[Stated task]: Rescale the items below by writing out every line again, requests included. Multiply each coordinate in the answers by 2.55 and round to whole numbers with halves going up, keep the sample coordinates in the requests as they are, and leave out the pictures.

[Source material]:
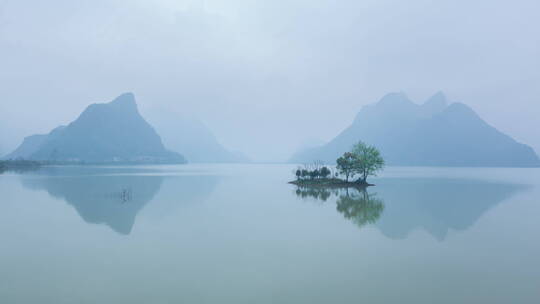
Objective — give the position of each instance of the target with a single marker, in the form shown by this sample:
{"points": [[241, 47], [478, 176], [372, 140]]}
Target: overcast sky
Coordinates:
{"points": [[267, 76]]}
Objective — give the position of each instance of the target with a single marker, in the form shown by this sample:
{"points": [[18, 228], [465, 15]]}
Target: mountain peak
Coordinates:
{"points": [[435, 104], [394, 98], [126, 100]]}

[The answer]:
Objective — give the position of each instance of the target with a single marker, in the form shown by this sample:
{"points": [[241, 47], [478, 176], [372, 140]]}
Target: overcast sky
Coordinates:
{"points": [[681, 194]]}
Objective — give the position of each instance of the target with a single marker, in the form shown by this sample:
{"points": [[18, 228], [465, 15]]}
Target: mountain peak
Coordinates:
{"points": [[1109, 265], [1005, 250], [321, 255]]}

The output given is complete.